[Entries from a pointing dataset]
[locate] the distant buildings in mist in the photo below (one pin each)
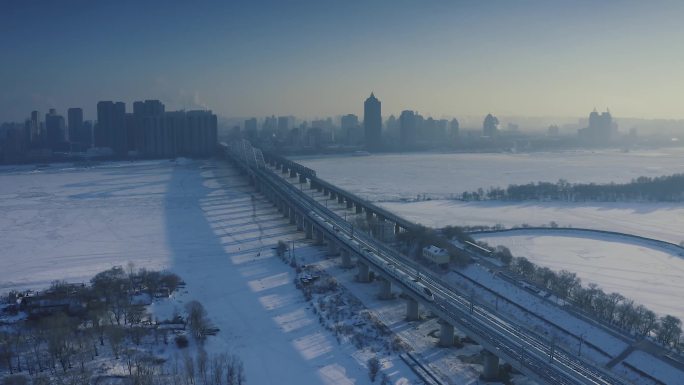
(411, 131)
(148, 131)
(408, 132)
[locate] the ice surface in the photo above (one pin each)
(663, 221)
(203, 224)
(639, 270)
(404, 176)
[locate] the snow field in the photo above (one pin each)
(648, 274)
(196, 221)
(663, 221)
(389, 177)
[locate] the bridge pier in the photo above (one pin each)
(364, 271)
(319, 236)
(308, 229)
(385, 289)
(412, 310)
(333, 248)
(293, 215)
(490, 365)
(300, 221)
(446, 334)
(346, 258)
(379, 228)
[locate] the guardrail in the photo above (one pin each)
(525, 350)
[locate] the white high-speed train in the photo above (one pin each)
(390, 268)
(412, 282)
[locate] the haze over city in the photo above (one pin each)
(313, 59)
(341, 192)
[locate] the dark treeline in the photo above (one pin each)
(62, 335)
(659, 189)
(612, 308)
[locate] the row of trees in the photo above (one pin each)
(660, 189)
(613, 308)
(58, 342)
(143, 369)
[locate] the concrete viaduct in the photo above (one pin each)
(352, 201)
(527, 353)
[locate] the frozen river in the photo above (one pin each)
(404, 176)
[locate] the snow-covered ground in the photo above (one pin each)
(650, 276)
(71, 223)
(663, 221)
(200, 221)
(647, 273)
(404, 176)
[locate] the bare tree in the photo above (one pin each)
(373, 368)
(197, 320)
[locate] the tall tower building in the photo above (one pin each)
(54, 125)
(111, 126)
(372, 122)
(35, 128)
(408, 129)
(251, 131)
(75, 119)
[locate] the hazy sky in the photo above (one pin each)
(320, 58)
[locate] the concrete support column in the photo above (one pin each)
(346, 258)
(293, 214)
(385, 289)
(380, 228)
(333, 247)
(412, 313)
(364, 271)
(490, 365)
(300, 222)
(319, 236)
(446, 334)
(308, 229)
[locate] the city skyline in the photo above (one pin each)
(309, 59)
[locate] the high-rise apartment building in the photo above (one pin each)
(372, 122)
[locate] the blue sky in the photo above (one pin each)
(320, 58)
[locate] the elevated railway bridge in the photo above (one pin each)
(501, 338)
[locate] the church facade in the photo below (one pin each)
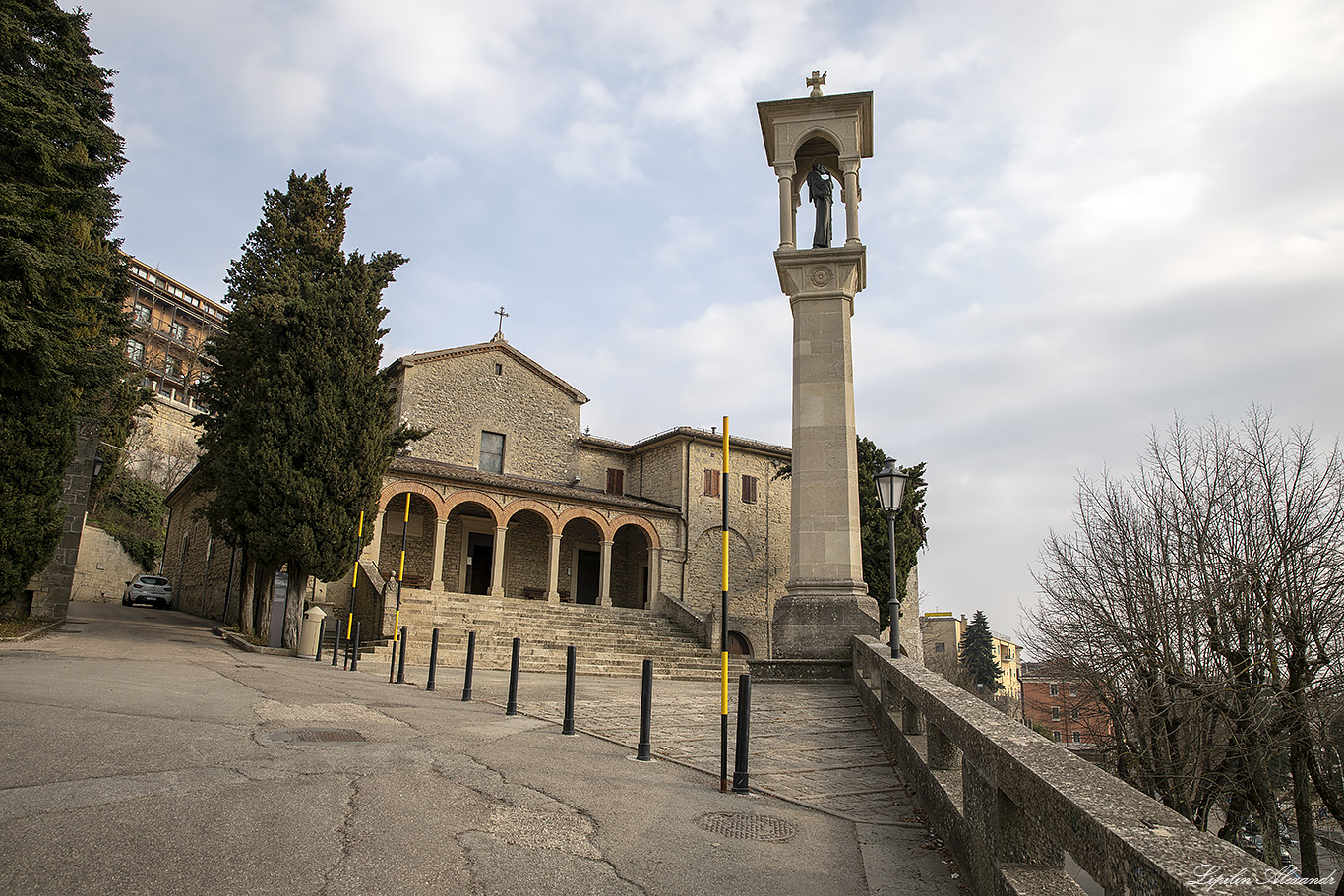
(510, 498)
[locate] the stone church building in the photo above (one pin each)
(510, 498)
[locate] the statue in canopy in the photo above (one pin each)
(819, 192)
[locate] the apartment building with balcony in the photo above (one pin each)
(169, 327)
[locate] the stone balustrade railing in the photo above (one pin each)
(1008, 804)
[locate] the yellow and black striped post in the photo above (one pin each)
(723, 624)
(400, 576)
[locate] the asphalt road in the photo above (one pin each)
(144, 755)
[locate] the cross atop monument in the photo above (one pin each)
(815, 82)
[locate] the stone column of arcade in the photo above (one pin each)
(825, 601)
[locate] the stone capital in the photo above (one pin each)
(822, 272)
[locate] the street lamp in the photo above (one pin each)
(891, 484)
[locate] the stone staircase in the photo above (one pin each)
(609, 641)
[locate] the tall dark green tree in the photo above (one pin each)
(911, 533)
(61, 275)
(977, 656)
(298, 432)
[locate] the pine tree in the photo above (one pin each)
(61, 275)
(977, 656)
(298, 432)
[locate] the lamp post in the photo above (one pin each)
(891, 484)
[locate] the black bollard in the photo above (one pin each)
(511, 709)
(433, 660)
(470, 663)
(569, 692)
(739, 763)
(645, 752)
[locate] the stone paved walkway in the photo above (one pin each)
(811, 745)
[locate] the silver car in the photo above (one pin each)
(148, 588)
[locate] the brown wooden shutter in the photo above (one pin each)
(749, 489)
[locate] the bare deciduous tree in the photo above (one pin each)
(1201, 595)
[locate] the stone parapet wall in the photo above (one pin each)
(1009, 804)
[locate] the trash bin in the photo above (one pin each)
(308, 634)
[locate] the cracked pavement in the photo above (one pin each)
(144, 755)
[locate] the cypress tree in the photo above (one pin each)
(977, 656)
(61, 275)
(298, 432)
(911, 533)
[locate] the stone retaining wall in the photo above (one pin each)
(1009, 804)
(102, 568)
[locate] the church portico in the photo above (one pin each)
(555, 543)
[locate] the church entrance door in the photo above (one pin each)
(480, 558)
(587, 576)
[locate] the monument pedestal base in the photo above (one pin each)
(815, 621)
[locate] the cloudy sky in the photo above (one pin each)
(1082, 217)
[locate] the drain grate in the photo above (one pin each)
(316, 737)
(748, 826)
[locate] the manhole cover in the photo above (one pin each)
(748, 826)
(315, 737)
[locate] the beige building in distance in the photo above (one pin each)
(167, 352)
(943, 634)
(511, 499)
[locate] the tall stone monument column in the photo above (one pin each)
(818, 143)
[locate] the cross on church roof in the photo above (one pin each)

→ Directions:
Transcribe every entry above exactly. Omit all pictures.

→ Expected answer:
[locate] the distant buildings in mist in the photo below (one pin each)
(411, 131)
(148, 131)
(408, 132)
[locate] the ice surface in the photo above (one pin each)
(663, 221)
(203, 224)
(639, 270)
(404, 176)
[locate] the snow field in the photo above (one pin each)
(648, 274)
(196, 221)
(663, 221)
(389, 177)
[locate] the bridge pier in the photo above (one pin each)
(364, 271)
(319, 236)
(308, 229)
(385, 289)
(412, 310)
(333, 248)
(293, 215)
(490, 365)
(300, 221)
(446, 334)
(346, 258)
(379, 228)
[locate] the guardrail in the photo above (one pin each)
(525, 350)
[locate] the white high-speed train in the photo above (one pin each)
(390, 268)
(412, 282)
[locate] the haze over city in the photo above (one pin each)
(313, 59)
(341, 192)
[locate] the dark treeline in the photo above (one pin each)
(62, 335)
(659, 189)
(612, 308)
[locate] the row of trees in the photo above (one pin each)
(660, 189)
(613, 308)
(58, 342)
(143, 369)
[locate] the concrete viaduct in the photo above (one pin each)
(352, 201)
(527, 353)
[locate] the frozen river in the photo above (one pin each)
(404, 176)
[locate] the snow-covered ground in the photo above (one pin each)
(650, 276)
(71, 223)
(663, 221)
(200, 221)
(647, 273)
(404, 176)
[locate] the bare tree in the photo above (one pin each)
(373, 368)
(197, 320)
[locate] the tall tower building in the photo above (one pin each)
(54, 125)
(111, 126)
(372, 122)
(35, 128)
(408, 129)
(251, 131)
(75, 119)
[locate] the hazy sky in the photo above (one pin each)
(320, 58)
[locate] the concrete support column in the photo above (one pin each)
(346, 258)
(293, 214)
(385, 289)
(380, 228)
(333, 247)
(412, 313)
(364, 271)
(490, 365)
(300, 222)
(319, 236)
(446, 334)
(308, 229)
[locate] the city skyline in the photo above (one pin each)
(309, 59)
[locate] the high-rise apartment building in the photo above (one pin each)
(372, 122)
[locate] the blue sky in the photo above (one pin each)
(320, 58)
[locate] the elevated railway bridge in the photo above (one pin each)
(501, 338)
[locate] the church facade in the photo below (one pin each)
(510, 498)
[locate] the stone church building in the photo above (one pin each)
(510, 498)
[locate] the statue in canopy in the photo above (one pin each)
(819, 192)
[locate] the apartment building with balcony in the photo above (one pin each)
(169, 327)
[locate] the stone balustrade railing in the photo above (one pin each)
(1008, 804)
[locate] the yellow and black striped post in the photo above (one pin each)
(723, 624)
(400, 576)
[locate] the asphalt road in the photo above (one pin each)
(144, 755)
[locate] the cross atop monument in the photo above (one pin each)
(815, 82)
[locate] the stone column of arcade in the photo above (one pin each)
(825, 601)
[locate] the stone capital in the photo above (one pin each)
(822, 272)
[locate] the street lamp in the photo above (one pin each)
(891, 484)
[locate] the stone staircase in the photo above (one pin each)
(609, 641)
[locate] the tall dark green tree in the photo above (one pin each)
(911, 533)
(61, 275)
(977, 656)
(298, 432)
[locate] the pine tree in the photo above (one pin each)
(61, 275)
(977, 656)
(298, 432)
[locate] the lamp post in the photo above (one pin each)
(891, 484)
[locate] the black bollard in the photo above (one pin each)
(511, 709)
(433, 660)
(470, 663)
(569, 692)
(739, 763)
(645, 752)
[locate] the stone paved walkway in the photo above (one pin each)
(811, 745)
[locate] the silver car in the photo above (one pin each)
(148, 588)
[locate] the brown wooden shutter in the photo above (one pin each)
(749, 489)
[locate] the bare deciduous tree in the photo above (one pin each)
(1201, 595)
[locate] the stone parapet wall in the photo above (one pin each)
(1009, 804)
[locate] the trash bin in the photo above (one pin each)
(308, 634)
[locate] the cracked pavement in the photo above (one pin each)
(144, 755)
[locate] the cypress tree in the photo above (one pin each)
(977, 656)
(61, 275)
(298, 432)
(911, 533)
[locate] the stone retaining wall in the photo above (one pin each)
(1009, 804)
(102, 568)
[locate] the church portico in the photo above (one pin each)
(555, 543)
[locate] the church entrance door in the photo above (one pin each)
(480, 558)
(587, 576)
[locate] the monument pedestal base in the photo above (one pin each)
(815, 621)
[locate] the cloudy sky in the photo above (one pin each)
(1082, 217)
[locate] the drain grate in the photo above (one pin each)
(316, 737)
(748, 826)
[locate] the manhole cover in the photo above (one pin each)
(748, 826)
(315, 737)
[locate] the beige building in distance in the photo above (one pin each)
(167, 352)
(943, 634)
(511, 499)
[locate] the tall stone monument column in the photo above (one pin each)
(818, 143)
[locate] the cross on church roof in the photo above (one pin each)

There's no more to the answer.